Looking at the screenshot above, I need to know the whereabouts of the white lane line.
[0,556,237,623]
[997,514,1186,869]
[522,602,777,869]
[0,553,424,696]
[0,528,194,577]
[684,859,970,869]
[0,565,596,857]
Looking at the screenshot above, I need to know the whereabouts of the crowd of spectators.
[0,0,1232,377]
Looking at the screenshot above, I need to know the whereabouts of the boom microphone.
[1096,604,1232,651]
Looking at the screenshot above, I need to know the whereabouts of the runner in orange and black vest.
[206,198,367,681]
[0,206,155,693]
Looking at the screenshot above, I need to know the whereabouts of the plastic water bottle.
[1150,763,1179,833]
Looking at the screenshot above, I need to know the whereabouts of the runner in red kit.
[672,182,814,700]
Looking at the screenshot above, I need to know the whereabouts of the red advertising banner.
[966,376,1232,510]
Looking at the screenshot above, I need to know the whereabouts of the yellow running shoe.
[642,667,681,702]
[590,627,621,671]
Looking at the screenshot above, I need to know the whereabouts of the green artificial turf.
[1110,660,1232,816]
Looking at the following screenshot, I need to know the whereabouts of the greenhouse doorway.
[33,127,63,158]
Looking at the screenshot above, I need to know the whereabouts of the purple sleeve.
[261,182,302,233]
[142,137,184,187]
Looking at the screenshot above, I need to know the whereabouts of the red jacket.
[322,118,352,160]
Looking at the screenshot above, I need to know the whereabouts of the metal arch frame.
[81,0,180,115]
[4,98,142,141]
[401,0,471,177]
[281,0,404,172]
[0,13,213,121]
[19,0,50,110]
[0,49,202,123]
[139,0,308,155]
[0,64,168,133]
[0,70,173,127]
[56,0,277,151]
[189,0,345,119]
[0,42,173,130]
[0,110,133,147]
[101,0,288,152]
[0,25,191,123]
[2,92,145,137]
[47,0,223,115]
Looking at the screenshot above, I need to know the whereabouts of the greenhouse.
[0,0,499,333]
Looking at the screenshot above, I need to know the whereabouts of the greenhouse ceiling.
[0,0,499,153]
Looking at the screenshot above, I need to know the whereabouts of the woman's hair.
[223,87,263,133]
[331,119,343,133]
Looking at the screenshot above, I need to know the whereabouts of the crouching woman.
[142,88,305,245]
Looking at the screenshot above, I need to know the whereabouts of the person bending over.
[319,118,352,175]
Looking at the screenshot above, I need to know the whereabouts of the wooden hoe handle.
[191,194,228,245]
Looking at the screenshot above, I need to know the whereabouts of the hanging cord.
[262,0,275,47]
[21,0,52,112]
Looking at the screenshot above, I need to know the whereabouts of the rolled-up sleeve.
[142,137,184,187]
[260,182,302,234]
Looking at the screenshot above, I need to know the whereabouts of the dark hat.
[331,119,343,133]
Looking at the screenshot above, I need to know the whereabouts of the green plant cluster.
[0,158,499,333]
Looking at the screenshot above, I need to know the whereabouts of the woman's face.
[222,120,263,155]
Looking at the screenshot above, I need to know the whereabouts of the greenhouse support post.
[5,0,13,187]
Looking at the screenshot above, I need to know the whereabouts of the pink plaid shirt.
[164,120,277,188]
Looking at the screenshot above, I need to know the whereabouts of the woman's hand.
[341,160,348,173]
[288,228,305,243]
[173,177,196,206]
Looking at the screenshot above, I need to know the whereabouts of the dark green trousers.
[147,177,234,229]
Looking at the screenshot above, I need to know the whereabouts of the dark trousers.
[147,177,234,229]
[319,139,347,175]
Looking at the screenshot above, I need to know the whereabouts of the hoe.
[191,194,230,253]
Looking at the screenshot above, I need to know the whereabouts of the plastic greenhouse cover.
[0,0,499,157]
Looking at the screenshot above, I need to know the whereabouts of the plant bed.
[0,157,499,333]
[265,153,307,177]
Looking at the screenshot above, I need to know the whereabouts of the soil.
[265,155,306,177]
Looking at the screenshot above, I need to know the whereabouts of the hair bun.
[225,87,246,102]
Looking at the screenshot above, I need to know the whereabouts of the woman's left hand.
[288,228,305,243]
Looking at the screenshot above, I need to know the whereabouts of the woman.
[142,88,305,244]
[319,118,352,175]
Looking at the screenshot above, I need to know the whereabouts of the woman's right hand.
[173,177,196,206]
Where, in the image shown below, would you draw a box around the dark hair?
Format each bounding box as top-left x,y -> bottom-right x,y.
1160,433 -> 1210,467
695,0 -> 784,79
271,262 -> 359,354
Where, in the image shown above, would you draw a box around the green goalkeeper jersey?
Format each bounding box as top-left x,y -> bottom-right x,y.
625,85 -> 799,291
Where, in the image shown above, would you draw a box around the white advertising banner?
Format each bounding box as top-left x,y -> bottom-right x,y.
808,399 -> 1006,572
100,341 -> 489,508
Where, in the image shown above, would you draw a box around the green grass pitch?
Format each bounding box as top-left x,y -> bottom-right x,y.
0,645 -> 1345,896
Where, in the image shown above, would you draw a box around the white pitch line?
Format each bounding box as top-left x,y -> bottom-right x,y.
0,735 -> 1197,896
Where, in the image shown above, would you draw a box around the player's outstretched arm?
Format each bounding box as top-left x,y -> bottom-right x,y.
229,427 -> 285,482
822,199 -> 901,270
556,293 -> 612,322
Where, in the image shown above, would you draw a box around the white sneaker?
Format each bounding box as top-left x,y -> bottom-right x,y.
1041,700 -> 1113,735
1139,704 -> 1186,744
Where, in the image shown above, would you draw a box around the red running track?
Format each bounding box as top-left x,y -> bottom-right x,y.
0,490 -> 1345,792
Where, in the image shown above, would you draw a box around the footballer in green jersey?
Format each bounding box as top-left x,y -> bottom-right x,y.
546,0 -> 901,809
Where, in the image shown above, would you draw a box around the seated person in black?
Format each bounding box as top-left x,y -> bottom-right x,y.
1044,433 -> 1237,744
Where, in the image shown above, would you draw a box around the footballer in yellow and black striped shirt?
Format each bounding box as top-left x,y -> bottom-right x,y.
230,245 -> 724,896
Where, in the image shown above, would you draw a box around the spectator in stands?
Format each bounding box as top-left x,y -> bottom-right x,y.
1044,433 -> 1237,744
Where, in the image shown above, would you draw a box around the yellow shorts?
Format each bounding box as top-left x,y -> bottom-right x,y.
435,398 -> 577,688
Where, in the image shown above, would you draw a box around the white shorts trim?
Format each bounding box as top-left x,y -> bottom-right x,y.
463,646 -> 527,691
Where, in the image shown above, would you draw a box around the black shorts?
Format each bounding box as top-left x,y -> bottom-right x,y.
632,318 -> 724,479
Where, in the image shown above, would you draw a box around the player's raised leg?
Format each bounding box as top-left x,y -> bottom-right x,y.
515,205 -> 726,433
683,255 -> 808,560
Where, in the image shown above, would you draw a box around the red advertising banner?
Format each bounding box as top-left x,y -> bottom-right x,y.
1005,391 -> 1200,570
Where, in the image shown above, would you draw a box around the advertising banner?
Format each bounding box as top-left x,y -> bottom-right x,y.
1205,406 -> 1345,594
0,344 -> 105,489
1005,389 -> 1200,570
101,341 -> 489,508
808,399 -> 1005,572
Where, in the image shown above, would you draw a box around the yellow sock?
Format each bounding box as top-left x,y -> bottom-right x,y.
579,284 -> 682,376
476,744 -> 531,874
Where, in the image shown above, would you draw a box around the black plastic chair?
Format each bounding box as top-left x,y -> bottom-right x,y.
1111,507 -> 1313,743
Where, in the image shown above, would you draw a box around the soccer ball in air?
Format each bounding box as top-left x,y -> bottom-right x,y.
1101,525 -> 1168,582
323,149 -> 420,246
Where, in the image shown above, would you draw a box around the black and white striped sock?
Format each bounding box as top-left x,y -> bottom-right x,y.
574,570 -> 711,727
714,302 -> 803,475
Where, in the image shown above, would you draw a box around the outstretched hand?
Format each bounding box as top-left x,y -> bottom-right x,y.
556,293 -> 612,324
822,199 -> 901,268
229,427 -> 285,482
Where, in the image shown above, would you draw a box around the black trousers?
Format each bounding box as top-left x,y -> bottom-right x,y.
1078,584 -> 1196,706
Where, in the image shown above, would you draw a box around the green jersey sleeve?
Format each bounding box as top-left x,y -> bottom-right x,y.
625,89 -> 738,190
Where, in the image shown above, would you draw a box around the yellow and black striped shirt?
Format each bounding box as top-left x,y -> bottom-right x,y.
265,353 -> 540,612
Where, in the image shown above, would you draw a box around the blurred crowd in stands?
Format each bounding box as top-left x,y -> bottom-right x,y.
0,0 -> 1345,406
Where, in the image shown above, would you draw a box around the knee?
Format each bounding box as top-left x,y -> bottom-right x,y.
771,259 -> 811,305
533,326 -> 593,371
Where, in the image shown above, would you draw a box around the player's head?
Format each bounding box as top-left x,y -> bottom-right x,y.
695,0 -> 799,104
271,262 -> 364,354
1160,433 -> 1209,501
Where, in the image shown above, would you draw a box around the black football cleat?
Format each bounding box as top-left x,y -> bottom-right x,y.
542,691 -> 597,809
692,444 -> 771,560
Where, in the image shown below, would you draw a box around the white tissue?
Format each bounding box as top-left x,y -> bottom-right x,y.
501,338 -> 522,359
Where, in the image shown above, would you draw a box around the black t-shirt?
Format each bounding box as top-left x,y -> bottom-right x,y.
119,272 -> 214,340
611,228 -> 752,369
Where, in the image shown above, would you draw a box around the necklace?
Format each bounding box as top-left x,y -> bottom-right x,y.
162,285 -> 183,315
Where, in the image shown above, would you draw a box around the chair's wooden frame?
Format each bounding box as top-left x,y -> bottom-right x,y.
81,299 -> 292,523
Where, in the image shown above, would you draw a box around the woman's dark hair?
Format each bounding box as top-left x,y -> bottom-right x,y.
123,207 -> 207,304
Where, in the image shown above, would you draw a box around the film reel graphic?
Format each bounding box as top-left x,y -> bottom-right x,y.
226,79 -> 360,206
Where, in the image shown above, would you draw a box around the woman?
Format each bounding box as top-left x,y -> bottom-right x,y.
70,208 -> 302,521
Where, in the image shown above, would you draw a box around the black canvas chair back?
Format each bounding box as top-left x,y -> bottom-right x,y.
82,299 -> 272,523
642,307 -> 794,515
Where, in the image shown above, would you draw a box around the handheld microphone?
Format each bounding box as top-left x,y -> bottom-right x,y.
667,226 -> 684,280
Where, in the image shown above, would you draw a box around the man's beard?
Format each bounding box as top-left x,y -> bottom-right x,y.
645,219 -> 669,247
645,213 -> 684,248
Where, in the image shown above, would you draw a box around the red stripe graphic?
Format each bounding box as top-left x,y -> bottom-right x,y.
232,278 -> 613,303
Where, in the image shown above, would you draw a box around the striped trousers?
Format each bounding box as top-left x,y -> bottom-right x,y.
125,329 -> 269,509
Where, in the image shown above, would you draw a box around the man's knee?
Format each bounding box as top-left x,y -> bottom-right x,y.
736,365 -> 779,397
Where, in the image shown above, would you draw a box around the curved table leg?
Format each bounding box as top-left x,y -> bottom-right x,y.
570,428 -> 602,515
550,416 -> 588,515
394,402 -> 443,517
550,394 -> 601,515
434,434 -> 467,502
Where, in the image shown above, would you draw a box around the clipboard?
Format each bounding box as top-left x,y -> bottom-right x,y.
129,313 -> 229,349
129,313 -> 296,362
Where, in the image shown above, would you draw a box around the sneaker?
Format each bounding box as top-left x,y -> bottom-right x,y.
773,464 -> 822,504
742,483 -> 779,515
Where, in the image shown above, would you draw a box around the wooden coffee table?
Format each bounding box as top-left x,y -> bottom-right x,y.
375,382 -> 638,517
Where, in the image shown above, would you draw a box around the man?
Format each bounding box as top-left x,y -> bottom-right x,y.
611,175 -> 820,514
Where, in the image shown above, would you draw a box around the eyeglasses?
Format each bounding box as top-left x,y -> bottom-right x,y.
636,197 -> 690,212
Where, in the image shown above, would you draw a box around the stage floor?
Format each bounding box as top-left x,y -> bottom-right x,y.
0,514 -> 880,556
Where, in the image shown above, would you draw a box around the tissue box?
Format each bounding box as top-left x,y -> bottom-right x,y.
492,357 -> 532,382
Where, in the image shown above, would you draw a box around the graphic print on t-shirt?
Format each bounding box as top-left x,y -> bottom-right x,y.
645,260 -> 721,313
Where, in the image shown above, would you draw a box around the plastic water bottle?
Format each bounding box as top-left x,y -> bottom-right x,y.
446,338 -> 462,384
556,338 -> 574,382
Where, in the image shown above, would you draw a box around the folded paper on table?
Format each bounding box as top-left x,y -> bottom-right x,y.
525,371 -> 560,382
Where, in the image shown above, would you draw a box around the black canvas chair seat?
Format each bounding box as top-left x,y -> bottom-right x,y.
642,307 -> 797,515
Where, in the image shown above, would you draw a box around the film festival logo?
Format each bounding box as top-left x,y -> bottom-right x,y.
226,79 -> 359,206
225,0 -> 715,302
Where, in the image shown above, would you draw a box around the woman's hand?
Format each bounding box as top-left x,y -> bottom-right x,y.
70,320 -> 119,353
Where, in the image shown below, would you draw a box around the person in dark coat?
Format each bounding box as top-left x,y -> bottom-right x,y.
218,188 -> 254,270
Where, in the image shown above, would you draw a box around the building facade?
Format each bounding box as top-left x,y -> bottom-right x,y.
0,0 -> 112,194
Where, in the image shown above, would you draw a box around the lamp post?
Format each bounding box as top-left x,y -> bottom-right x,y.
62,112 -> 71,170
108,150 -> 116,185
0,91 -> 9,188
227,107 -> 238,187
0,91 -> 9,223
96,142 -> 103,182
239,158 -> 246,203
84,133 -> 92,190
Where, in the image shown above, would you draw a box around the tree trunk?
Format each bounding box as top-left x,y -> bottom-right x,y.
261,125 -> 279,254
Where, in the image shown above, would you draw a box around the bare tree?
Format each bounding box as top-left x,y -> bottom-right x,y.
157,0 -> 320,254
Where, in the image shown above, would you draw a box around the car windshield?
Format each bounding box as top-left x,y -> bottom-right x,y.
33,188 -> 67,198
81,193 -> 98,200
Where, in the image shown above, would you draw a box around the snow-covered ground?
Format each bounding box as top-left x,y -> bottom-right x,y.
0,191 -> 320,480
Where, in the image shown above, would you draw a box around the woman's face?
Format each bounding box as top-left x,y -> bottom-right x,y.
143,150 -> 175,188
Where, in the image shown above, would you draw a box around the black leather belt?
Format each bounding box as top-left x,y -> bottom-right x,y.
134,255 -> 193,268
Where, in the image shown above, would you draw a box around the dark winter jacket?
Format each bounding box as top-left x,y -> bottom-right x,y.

- [PROBLEM TO WORK ON]
Rewrite the part of the records that opens with the line containing "the woman's hand?" and closes with the line containing "218,188 -> 254,270", requests included. Scale each box corner coordinate in the answers by 2.55 and round to whole numbers, with halves rounded up.

- [OUTPUT]
Where, in the image shown above, would you draw a box around the woman's hand?
Format each bounding box as top-left x,y -> bottom-right x,y.
179,816 -> 303,900
Where, in the image shown below, would you draw a box around the person in dark coat?
Format each bounding box as top-left x,y -> bottom-right x,y.
556,479 -> 648,689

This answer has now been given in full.